Extracted data entries:
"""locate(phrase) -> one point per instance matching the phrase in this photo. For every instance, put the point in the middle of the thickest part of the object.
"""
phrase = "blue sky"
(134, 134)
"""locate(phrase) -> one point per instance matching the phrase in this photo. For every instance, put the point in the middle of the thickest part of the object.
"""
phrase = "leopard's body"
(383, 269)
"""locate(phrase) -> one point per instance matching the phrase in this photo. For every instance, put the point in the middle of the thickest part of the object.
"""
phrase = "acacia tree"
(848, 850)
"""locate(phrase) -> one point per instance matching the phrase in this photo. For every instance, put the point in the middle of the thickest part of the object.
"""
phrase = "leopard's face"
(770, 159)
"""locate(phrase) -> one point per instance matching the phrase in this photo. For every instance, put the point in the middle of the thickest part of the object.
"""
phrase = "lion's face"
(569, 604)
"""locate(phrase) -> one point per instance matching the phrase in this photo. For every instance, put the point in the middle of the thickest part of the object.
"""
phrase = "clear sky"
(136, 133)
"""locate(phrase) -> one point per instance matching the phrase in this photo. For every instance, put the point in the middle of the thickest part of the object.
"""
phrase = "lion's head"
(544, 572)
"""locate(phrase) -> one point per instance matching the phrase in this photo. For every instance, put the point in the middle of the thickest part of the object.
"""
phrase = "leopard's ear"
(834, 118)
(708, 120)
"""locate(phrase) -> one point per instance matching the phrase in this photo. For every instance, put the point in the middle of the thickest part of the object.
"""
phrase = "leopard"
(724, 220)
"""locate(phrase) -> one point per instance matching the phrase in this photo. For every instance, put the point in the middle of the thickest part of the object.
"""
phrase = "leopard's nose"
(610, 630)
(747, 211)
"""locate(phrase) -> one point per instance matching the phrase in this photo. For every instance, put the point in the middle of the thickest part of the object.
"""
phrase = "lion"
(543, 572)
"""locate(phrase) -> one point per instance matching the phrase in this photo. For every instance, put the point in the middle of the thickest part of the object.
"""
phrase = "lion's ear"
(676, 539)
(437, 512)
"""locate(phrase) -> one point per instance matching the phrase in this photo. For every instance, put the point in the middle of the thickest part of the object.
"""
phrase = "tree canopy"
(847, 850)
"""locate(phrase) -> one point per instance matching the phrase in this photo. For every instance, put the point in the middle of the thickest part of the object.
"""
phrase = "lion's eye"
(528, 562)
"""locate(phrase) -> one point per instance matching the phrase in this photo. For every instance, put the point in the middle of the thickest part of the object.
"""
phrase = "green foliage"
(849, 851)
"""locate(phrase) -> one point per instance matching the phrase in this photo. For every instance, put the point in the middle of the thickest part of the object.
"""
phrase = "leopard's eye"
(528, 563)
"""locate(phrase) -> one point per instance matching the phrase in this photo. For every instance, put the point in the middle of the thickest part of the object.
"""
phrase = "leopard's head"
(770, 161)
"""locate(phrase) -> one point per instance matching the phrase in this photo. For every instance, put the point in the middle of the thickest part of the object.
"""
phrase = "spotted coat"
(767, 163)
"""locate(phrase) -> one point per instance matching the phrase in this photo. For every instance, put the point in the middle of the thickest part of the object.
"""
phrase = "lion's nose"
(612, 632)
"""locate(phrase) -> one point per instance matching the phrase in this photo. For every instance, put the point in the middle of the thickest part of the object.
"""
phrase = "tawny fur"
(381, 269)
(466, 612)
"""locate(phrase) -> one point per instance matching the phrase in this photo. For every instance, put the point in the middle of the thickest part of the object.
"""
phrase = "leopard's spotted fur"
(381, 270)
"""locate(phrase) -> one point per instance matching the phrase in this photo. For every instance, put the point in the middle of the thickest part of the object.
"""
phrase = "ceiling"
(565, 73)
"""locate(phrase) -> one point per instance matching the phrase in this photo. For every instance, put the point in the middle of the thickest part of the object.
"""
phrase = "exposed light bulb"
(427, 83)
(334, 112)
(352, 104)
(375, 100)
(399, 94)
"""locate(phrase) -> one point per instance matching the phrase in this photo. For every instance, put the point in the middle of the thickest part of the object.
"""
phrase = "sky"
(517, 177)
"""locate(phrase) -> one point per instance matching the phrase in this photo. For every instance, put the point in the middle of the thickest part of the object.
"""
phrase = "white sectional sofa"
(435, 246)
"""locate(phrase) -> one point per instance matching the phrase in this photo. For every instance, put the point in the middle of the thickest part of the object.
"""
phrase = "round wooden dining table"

### Task requirements
Print the records above in full, exactly.

### Task solution
"""locate(phrase) -> one point per instance matching the phrase in this photo. For every instance, put the point in the middle of the thickest part of the object.
"""
phrase = "blue sky"
(134, 134)
"""locate(phrase) -> one point per instance matching the phrase in this photo. For every instance, put the point in the middle of the thickest part of the object.
"""
phrase = "leopard's body"
(383, 269)
"""locate(phrase) -> one point per instance matching the phrase in this photo. For every instance, put the point in the middle of the thickest part of the object.
"""
phrase = "acacia tree"
(848, 850)
"""locate(phrase) -> one point per instance matching the phrase in this photo. For every instance, put the point in the middle of the thickest part of the object.
"""
phrase = "leopard's face"
(770, 159)
"""locate(phrase) -> one point per instance matching the phrase in this photo. For every instance, put the point in the middle of the thickest part of the object.
"""
phrase = "lion's face"
(569, 604)
"""locate(phrase) -> one point per instance matching the phrase in this photo. For every instance, put the point in the middle of the thickest part of the object.
"""
phrase = "clear sky"
(136, 133)
"""locate(phrase) -> one point per instance matching the phrase in this photo. For every instance, put the point in the middle of the thickest part of the object.
"""
phrase = "lion's head"
(544, 572)
"""locate(phrase) -> one point per instance matching the phrase in this photo. For every instance, put the point in the middle of the thickest part of the object.
"""
phrase = "leopard's ear"
(834, 118)
(708, 120)
"""locate(phrase) -> one point per instance matching the phrase in this photo. For every instance, put the point in the middle of the thickest part of the object.
"""
phrase = "leopard"
(724, 220)
"""locate(phrase) -> one point per instance matching the phrase in this photo. For every instance, put the point in the middle of the thickest part of the object.
"""
phrase = "leopard's nose"
(610, 630)
(747, 211)
"""locate(phrase) -> one point per instance matching the phrase in this photo. For every instance, put the point in the middle of the thickest part of the object.
"""
phrase = "lion"
(543, 572)
"""locate(phrase) -> one point per instance matching the phrase in this photo. For every instance, put the point in the middle of the thickest part of the object.
"""
phrase = "lion's ear"
(676, 539)
(437, 512)
"""locate(phrase) -> one point per instance matching the phrase in this photo. For every instance, put the point in the middle of the thickest part of the object.
"""
phrase = "tree canopy"
(847, 850)
"""locate(phrase) -> one point per instance matching the phrase in this photo. For every instance, put the point in the middle of the thickest part of the object.
"""
phrase = "lion's eye"
(528, 562)
"""locate(phrase) -> one point per instance matching the phrase in this photo. For every instance, put the point in the middle of the thickest part of the object.
"""
phrase = "green foliage"
(849, 851)
"""locate(phrase) -> one point per instance matching the phrase in this photo. For every instance, put the point in the middle of the thickest part of the object.
"""
phrase = "leopard's eye"
(528, 563)
"""locate(phrase) -> one point per instance matching the phrase in this photo. For every instance, put the point in the middle of the thickest part of the object.
"""
phrase = "leopard's head"
(770, 161)
"""locate(phrase) -> one point per instance matching the phrase in this photo. For every instance, put the point in the middle of the thickest part of the object.
"""
phrase = "spotted coat"
(767, 163)
"""locate(phrase) -> one point per instance matching the phrase in this photo. For every instance, put the point in the middle of the thickest part of the object.
"""
phrase = "lion's nose"
(612, 632)
"""locate(phrase) -> one point per instance matching the phrase in this photo. For every instance, put the point in the middle of the thickest part of the object.
"""
phrase = "tawny fur"
(381, 269)
(466, 612)
"""locate(phrase) -> one point per instance matching the phrase in this photo. For every instance, put the point in the middle of the thickest part of the object.
"""
phrase = "leopard's spotted fur"
(381, 270)
"""locate(phrase) -> one point per instance matching the phrase in this photo. For every instance, put the point in the middle of the thickest part of the object.
"""
phrase = "ceiling"
(565, 73)
"""locate(phrase) -> one point per instance matching the phrase in this photo. For every instance, put the point in the middle of the thickest part of the object.
"""
phrase = "exposed light bulb"
(427, 83)
(334, 112)
(352, 104)
(375, 100)
(399, 94)
"""locate(phrase) -> one point per instance matching the phrase in this photo. For every instance, put the point in the middle of the thickest part of the object.
"""
phrase = "sky"
(517, 177)
"""locate(phrase) -> one point per instance matching the phrase in this photo. For every instance, put the point in the middle of the thickest part of the object.
"""
phrase = "white sectional sofa"
(435, 246)
"""locate(phrase) -> one point per instance matching the phrase in this photo. For every instance, put the point in the middle of the thickest part of the object.
"""
phrase = "round wooden dining table"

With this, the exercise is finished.